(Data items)
• • • •

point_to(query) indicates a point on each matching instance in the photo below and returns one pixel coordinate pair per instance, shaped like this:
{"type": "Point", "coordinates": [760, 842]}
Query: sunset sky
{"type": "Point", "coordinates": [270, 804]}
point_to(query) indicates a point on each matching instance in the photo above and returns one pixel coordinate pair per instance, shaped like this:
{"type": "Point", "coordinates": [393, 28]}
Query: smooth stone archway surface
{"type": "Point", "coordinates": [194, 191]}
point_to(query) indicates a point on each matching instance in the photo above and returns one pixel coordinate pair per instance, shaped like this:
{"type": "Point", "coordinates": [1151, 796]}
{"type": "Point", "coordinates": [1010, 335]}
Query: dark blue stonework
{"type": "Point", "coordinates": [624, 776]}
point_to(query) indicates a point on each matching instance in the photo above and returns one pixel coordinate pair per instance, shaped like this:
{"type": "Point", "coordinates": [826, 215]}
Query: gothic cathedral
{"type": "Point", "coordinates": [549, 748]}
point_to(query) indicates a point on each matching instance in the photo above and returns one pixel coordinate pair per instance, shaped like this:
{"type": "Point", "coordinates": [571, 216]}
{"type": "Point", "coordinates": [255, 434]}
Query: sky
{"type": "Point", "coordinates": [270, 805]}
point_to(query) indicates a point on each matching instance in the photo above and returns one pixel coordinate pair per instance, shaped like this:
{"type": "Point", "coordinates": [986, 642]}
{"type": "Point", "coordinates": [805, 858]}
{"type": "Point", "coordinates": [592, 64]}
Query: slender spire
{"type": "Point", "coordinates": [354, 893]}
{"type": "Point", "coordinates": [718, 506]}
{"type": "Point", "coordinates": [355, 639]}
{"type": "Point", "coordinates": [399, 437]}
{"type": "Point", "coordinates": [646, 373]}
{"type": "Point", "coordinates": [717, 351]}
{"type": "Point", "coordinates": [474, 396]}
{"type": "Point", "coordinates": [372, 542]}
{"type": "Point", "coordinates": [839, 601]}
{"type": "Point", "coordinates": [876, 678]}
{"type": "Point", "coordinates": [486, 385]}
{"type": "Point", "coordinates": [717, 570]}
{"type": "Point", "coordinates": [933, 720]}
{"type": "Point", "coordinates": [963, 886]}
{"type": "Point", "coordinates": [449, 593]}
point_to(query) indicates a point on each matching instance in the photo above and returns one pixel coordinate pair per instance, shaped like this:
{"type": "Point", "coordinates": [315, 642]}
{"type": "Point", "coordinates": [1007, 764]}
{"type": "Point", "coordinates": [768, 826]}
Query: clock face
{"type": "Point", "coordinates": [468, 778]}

• • • •

### Task goal
Repeat the entries word for word. Skip none of them.

### Exercise solution
point_to(query) indicates a point on each matching instance in the photo below and returns one pixel coordinate pair per instance, shaped like this:
{"type": "Point", "coordinates": [760, 842]}
Query: sunset sky
{"type": "Point", "coordinates": [270, 804]}
point_to(query) indicates a point on each matching instance in the photo above and returns one pixel coordinate pair per instance, shaped like this:
{"type": "Point", "coordinates": [393, 28]}
Query: smooth stone archway surface
{"type": "Point", "coordinates": [194, 191]}
point_to(query) indicates a point on each matching instance in the photo above and returns one pixel coordinate pair per instance, shaped like this:
{"type": "Point", "coordinates": [1151, 796]}
{"type": "Point", "coordinates": [1010, 335]}
Query: dark blue stonework
{"type": "Point", "coordinates": [624, 776]}
point_to(query) indicates a point on each matching instance in the photo above and returns one pixel coordinate pair per instance, shaped like this:
{"type": "Point", "coordinates": [826, 215]}
Query: gothic cathedral
{"type": "Point", "coordinates": [549, 748]}
point_to(query) indicates a point on each matching instance in the photo above and returns one pixel coordinate pair per instance, shaped like this:
{"type": "Point", "coordinates": [571, 216]}
{"type": "Point", "coordinates": [255, 434]}
Query: sky
{"type": "Point", "coordinates": [270, 805]}
point_to(query) indicates a point on each matching instance in the photo above and returns one pixel coordinate pair per instance, shaped like this:
{"type": "Point", "coordinates": [986, 642]}
{"type": "Point", "coordinates": [805, 858]}
{"type": "Point", "coordinates": [592, 64]}
Query: slender spire
{"type": "Point", "coordinates": [354, 893]}
{"type": "Point", "coordinates": [718, 506]}
{"type": "Point", "coordinates": [355, 639]}
{"type": "Point", "coordinates": [399, 437]}
{"type": "Point", "coordinates": [646, 373]}
{"type": "Point", "coordinates": [717, 351]}
{"type": "Point", "coordinates": [474, 396]}
{"type": "Point", "coordinates": [372, 542]}
{"type": "Point", "coordinates": [839, 601]}
{"type": "Point", "coordinates": [876, 678]}
{"type": "Point", "coordinates": [486, 385]}
{"type": "Point", "coordinates": [717, 570]}
{"type": "Point", "coordinates": [933, 720]}
{"type": "Point", "coordinates": [963, 886]}
{"type": "Point", "coordinates": [449, 593]}
point_to(query) indicates a point on each matching instance in the photo above and returns one pixel coordinate pair per instance, shaped like this:
{"type": "Point", "coordinates": [315, 642]}
{"type": "Point", "coordinates": [1007, 764]}
{"type": "Point", "coordinates": [768, 826]}
Query: clock face
{"type": "Point", "coordinates": [468, 778]}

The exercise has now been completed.